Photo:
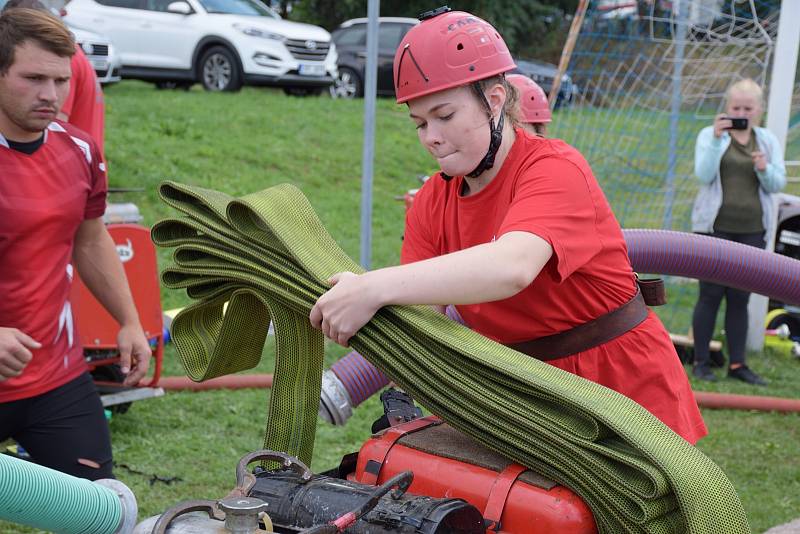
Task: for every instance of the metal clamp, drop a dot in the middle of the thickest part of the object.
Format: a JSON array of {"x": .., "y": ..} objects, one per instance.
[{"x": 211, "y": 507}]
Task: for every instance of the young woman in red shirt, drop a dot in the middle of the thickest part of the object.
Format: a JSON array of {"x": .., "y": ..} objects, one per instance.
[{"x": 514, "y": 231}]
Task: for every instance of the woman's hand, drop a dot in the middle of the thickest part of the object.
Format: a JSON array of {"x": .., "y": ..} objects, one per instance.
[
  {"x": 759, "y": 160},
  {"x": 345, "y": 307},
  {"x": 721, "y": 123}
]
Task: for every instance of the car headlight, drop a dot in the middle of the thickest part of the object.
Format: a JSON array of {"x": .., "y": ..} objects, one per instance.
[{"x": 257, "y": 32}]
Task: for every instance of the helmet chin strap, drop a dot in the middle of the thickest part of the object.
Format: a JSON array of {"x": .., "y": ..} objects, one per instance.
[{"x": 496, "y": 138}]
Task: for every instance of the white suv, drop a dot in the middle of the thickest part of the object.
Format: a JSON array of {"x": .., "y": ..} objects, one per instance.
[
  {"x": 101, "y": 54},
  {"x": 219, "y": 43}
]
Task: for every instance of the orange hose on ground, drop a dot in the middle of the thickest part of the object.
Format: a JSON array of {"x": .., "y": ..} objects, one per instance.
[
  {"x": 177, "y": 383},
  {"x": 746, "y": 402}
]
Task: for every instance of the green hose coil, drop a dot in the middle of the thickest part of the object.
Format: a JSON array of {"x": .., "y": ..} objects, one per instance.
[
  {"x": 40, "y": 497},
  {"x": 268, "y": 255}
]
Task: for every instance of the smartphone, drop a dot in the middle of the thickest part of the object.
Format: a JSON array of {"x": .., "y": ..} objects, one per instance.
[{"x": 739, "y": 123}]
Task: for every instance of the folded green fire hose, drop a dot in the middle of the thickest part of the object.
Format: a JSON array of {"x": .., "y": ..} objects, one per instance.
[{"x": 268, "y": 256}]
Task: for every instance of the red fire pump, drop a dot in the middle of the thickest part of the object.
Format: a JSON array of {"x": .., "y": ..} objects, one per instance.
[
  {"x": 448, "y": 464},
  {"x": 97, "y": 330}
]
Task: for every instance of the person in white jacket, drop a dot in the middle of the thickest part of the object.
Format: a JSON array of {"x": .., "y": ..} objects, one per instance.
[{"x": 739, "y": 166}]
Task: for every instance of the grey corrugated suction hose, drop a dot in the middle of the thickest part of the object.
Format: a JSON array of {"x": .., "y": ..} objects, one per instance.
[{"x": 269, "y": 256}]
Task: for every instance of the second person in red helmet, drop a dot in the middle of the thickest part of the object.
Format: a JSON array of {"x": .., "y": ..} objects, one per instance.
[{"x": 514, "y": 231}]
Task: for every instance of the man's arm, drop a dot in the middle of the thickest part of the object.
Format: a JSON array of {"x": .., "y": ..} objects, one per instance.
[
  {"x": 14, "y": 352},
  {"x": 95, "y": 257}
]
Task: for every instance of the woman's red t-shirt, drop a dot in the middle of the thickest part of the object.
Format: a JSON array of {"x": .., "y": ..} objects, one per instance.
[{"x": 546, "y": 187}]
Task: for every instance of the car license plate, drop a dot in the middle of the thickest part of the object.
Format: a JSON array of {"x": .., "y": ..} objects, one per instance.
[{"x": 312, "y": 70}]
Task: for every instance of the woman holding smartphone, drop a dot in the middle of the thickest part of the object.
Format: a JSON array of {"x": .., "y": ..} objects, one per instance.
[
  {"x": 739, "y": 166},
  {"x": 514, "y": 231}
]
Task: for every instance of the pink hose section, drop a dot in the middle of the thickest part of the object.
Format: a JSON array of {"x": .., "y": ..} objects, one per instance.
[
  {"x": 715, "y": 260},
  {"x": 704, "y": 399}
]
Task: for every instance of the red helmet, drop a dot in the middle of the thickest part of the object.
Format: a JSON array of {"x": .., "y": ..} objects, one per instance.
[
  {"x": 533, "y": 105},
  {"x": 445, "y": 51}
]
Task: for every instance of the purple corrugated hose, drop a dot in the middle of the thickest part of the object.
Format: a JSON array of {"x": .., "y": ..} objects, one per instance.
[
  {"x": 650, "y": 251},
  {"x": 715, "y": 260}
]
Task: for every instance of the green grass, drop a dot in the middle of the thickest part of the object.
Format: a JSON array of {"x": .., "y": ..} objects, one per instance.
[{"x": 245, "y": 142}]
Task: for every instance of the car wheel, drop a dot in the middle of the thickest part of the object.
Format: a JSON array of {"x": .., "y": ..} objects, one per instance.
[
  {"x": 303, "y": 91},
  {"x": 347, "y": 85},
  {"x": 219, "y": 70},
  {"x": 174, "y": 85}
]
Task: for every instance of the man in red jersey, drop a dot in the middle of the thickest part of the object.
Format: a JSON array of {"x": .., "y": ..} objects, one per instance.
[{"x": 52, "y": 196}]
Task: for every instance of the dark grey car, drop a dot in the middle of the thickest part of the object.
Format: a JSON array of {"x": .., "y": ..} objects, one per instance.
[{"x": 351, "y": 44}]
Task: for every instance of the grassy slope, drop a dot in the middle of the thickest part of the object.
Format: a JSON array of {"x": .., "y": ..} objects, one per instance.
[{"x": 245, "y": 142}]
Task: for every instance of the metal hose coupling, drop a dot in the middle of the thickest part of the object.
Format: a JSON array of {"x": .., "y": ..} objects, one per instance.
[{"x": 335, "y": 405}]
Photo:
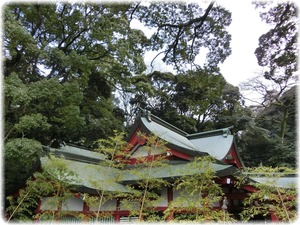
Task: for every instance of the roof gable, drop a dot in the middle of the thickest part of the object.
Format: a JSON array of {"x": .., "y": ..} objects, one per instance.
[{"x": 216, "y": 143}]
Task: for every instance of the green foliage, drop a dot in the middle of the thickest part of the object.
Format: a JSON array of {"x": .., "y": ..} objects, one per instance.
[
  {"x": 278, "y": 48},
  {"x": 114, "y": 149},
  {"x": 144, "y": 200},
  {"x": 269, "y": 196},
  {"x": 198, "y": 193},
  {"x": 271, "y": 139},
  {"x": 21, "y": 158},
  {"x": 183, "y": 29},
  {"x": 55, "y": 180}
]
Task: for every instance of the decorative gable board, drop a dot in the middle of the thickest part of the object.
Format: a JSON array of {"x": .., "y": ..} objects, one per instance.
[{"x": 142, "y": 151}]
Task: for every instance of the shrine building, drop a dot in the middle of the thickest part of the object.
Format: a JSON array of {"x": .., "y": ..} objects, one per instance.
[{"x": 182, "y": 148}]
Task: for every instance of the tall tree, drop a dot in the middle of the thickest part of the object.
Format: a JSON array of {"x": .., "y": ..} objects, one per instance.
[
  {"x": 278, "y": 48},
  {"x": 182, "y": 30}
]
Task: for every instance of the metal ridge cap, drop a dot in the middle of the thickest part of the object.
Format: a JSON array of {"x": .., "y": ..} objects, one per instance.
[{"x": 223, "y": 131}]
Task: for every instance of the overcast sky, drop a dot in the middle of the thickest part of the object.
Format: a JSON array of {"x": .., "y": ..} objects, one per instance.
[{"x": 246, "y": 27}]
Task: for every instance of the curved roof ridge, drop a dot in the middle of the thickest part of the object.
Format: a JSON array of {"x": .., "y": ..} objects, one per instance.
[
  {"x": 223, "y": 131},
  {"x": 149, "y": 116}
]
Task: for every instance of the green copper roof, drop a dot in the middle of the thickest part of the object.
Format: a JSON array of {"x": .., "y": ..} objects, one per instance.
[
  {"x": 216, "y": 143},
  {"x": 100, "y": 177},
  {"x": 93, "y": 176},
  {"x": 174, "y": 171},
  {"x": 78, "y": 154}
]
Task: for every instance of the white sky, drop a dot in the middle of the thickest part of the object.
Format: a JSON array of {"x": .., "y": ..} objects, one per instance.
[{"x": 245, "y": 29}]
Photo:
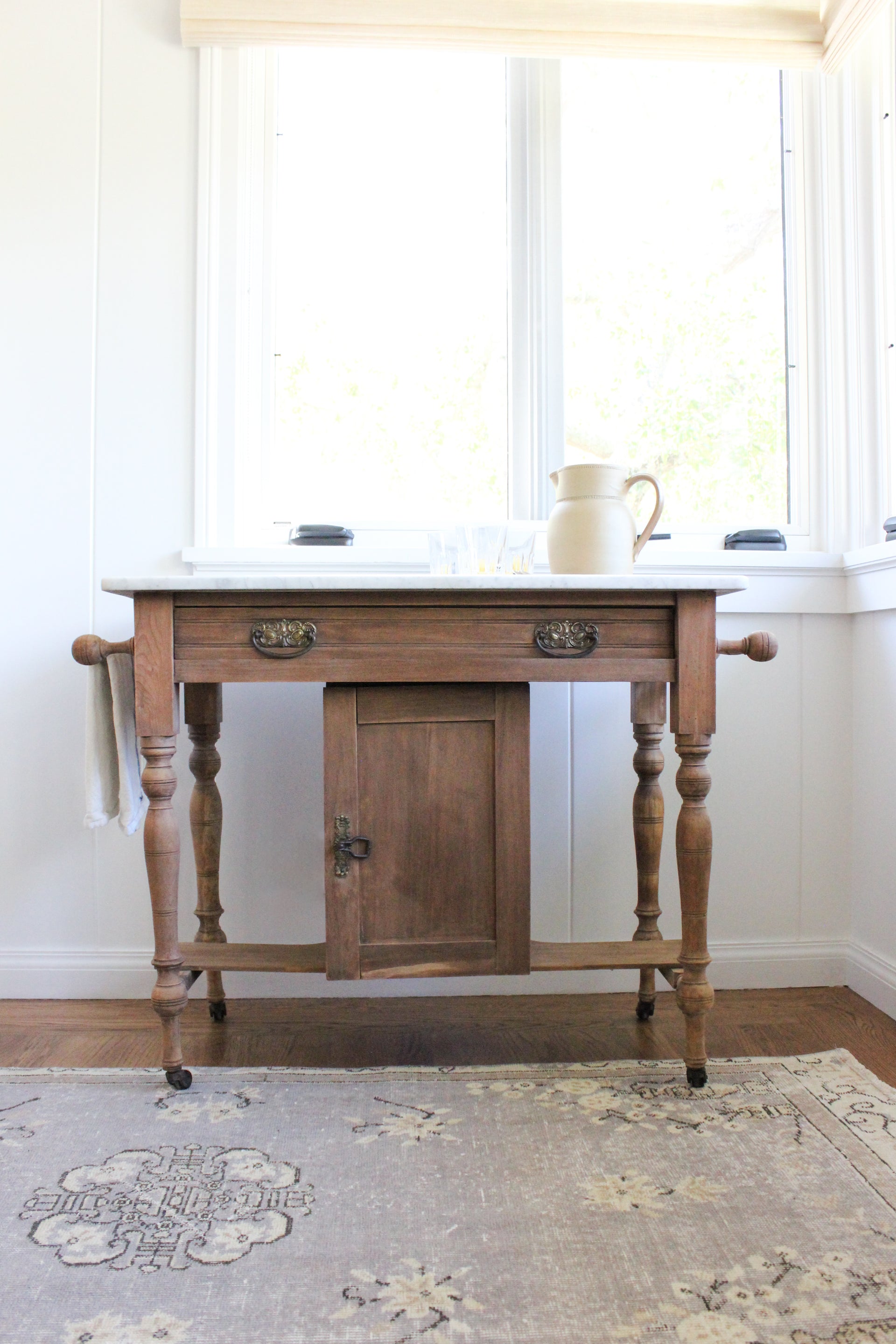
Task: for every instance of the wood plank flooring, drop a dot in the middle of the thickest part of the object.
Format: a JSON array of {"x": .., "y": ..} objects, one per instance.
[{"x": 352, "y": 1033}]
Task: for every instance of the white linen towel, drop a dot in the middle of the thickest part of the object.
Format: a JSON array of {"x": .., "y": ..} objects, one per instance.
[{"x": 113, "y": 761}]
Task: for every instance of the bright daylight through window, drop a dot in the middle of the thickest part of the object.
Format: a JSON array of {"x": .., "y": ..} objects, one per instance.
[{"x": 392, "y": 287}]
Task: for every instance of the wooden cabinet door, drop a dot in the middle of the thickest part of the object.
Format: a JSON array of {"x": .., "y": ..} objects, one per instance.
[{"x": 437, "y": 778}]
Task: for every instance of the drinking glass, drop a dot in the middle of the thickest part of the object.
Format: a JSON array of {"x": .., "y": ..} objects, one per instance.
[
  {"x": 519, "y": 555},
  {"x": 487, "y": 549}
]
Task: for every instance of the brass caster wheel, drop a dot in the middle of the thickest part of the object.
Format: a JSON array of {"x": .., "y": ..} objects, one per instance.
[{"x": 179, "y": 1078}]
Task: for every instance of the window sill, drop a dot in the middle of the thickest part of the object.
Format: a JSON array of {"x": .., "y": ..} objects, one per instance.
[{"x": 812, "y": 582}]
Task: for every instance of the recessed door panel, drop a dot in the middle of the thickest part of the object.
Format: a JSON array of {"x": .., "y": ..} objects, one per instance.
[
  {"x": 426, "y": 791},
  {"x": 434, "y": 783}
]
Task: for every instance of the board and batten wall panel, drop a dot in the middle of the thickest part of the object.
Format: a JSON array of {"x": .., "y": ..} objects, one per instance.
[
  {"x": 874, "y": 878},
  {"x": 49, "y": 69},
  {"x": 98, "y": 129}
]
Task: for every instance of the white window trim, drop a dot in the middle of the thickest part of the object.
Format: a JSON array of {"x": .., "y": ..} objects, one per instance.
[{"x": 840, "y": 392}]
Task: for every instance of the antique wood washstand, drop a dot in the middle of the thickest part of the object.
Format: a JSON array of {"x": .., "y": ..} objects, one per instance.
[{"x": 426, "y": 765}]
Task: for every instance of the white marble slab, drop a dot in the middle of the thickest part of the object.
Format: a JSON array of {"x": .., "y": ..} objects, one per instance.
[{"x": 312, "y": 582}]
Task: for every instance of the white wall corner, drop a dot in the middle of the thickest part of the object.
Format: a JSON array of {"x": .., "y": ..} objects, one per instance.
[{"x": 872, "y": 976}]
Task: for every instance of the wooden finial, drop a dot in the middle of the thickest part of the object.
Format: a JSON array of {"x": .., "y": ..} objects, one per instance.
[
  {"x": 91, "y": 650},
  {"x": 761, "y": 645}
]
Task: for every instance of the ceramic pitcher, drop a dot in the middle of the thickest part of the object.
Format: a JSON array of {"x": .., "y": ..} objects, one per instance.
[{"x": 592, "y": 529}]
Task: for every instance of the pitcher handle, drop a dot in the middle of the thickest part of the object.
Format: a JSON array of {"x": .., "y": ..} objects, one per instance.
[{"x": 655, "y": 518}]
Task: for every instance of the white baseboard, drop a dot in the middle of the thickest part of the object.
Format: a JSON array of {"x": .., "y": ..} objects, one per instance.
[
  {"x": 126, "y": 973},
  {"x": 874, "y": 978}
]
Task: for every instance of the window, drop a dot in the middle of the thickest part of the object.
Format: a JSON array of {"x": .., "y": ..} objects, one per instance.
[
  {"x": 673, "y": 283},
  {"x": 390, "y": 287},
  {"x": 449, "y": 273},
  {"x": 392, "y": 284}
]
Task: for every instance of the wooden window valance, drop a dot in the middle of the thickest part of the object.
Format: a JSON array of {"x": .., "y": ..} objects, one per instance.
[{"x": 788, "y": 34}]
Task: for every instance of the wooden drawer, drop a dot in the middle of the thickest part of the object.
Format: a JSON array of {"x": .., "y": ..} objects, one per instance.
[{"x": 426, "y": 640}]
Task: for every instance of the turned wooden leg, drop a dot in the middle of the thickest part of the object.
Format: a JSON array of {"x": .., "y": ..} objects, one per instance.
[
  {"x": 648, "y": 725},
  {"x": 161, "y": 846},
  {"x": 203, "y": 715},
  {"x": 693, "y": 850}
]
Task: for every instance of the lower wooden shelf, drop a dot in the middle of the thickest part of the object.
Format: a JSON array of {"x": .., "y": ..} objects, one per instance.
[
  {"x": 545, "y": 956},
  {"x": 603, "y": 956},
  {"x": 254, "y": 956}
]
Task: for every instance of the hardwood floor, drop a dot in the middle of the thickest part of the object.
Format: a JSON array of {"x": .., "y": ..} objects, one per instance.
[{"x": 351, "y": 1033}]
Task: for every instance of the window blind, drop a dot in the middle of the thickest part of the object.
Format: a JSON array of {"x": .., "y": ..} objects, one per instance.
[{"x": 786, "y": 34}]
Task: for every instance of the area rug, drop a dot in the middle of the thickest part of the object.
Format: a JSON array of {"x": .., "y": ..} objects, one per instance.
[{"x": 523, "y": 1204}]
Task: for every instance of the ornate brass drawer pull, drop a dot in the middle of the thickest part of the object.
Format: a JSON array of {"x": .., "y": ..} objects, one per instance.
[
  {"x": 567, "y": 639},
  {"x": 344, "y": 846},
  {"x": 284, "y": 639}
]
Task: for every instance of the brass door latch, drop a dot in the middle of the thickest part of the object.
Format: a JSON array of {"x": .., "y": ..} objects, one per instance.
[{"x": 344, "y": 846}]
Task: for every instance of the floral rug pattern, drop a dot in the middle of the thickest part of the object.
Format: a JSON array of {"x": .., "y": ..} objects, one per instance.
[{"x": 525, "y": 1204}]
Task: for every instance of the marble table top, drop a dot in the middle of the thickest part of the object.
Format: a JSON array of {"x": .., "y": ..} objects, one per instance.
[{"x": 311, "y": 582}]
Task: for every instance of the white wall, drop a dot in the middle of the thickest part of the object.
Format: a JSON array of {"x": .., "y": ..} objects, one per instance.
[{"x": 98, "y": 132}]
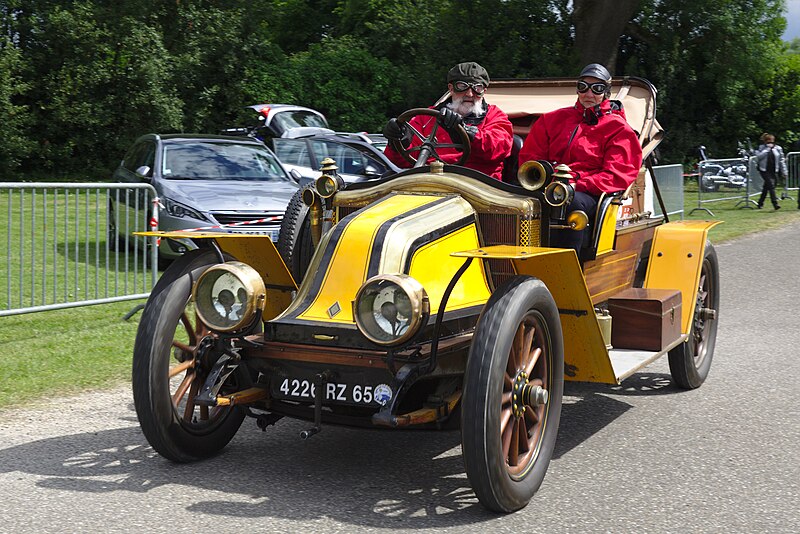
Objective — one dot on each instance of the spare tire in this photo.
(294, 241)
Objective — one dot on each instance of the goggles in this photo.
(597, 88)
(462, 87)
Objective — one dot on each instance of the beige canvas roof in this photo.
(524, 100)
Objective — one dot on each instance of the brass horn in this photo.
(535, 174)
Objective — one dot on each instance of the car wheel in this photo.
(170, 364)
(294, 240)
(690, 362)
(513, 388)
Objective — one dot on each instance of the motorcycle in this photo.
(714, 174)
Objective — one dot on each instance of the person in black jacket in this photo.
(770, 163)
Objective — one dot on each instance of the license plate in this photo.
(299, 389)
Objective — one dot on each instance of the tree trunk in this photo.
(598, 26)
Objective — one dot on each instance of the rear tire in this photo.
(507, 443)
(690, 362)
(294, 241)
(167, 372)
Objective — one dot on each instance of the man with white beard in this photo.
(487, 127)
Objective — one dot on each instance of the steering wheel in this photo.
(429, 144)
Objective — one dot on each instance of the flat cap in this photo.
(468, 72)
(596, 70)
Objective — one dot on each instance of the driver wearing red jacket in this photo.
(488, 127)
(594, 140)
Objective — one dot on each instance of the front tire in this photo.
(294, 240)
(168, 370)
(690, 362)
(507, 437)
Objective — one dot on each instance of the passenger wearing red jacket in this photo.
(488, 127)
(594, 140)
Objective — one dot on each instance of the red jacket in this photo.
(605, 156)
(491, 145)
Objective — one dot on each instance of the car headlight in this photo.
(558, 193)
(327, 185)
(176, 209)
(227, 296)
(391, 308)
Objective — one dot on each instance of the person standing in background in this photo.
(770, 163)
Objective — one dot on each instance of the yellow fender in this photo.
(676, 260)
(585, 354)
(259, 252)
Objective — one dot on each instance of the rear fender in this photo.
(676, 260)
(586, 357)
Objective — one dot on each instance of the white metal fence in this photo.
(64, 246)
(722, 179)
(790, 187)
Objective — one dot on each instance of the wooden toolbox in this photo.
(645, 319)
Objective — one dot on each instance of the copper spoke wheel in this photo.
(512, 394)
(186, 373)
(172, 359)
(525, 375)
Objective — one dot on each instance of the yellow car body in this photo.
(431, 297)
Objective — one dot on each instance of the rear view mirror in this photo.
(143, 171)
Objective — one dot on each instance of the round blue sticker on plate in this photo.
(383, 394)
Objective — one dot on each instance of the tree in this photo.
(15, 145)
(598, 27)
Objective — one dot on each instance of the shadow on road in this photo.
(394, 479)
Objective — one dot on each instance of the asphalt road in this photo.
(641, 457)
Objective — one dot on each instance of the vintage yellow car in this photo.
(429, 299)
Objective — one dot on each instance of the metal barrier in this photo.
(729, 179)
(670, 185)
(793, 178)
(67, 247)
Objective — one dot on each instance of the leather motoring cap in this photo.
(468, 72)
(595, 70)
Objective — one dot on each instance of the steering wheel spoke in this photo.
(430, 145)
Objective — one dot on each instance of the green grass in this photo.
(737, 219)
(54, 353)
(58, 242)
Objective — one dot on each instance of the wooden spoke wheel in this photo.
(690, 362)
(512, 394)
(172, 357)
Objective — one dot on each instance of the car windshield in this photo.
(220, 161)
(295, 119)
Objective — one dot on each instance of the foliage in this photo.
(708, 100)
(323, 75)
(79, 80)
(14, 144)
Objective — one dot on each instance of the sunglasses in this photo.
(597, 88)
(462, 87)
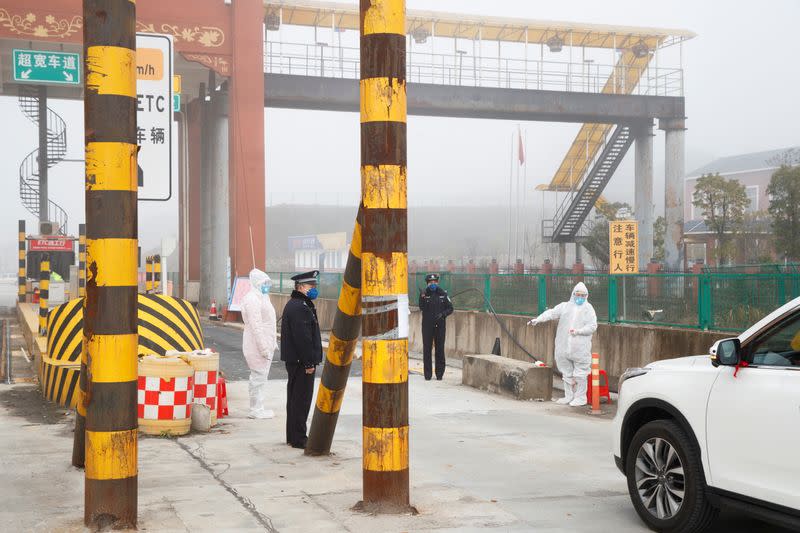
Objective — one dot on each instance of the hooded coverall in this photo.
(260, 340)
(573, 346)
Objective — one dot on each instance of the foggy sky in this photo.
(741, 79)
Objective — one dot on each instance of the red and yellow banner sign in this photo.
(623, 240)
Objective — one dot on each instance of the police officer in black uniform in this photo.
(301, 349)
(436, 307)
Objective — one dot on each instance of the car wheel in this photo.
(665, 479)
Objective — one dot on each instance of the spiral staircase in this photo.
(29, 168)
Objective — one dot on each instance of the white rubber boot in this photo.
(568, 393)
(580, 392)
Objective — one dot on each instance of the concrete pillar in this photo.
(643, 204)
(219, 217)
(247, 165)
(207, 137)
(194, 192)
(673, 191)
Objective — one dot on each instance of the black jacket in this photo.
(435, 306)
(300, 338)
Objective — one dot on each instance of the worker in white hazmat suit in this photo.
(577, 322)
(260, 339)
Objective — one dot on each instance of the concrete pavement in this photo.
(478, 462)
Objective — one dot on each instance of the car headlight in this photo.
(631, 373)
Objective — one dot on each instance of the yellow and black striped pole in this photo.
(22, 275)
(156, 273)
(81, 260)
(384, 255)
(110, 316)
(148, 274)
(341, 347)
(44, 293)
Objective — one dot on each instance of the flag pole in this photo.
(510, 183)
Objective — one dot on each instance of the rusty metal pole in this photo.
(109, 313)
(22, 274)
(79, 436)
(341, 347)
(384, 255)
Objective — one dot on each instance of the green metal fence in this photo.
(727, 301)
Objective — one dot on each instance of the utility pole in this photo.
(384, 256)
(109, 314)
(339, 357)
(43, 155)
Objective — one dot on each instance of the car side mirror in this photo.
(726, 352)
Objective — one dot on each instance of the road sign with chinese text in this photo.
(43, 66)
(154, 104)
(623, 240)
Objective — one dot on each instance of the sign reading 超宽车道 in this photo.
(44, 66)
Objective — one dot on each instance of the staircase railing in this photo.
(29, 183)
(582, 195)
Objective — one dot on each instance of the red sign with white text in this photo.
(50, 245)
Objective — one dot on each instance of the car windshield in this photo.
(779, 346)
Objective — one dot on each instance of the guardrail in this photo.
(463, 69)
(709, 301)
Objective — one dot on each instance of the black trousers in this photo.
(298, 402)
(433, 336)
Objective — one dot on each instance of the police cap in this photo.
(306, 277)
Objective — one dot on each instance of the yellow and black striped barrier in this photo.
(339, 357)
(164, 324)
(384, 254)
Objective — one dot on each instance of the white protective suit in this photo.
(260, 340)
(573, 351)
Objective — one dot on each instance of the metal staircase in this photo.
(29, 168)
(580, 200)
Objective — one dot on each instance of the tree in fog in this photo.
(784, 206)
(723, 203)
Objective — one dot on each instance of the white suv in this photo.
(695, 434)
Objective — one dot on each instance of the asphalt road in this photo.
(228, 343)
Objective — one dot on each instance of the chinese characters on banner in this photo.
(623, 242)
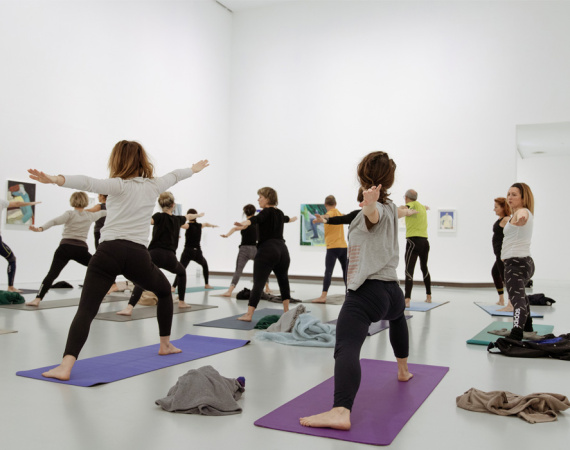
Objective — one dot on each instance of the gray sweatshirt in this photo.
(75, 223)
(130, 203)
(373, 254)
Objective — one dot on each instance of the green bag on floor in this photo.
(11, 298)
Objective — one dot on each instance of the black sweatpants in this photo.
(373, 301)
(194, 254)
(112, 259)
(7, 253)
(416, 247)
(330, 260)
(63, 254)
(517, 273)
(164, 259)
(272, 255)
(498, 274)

### Exercise description
Lines from the one above containing "Task: for every instance of the car wheel, drop" down to the one containing "Task: for every instance of the roof" should be transcribed exactly, with both ends kept and no pictures.

### Response
Task: for every instance of the car wheel, drop a dot in the middle of the thickest part of the object.
Format: a JSON array of {"x": .., "y": ..} objects, one per instance.
[
  {"x": 303, "y": 91},
  {"x": 347, "y": 85},
  {"x": 219, "y": 70},
  {"x": 174, "y": 85}
]
Task: for every instance of the man in red jersey, drop a dot in the middle of the thickest part of the object.
Format: a JSON array of {"x": .., "y": ..} objects, one per instance.
[{"x": 52, "y": 196}]
Task: for every instance of the dark grey car, drop a dot in the middle of the thickest part of the object.
Format: a JSON array of {"x": .., "y": ..} objects, one per instance.
[{"x": 351, "y": 44}]
Task: for every instance of the grassy slope, drop a dot in the middle of the thickest part of the object.
Format: a JSON array of {"x": .., "y": ..} objects, one per instance.
[{"x": 245, "y": 142}]
Task: for every instance of the metal hose coupling, drop a dot in the middle of the thickest part of the object.
Format: a JSON array of {"x": .., "y": ..} objects, one per instance.
[{"x": 335, "y": 405}]
Photo:
Task: for every instance of the roof gable, drop a dot in the middle of the thickest part of the object.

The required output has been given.